Task requirements: Please extract each line of the records below that contains the word "woman".

** BEGIN Available records **

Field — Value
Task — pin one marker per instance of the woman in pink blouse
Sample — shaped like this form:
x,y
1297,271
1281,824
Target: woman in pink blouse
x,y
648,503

** END Available records **
** BEGIN Available records **

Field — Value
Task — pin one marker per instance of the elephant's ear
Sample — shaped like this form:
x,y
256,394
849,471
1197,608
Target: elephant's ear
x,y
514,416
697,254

** END Available records **

Expected answer:
Task — pin one marker per instance of the woman in pink blouse
Target: woman in pink blouse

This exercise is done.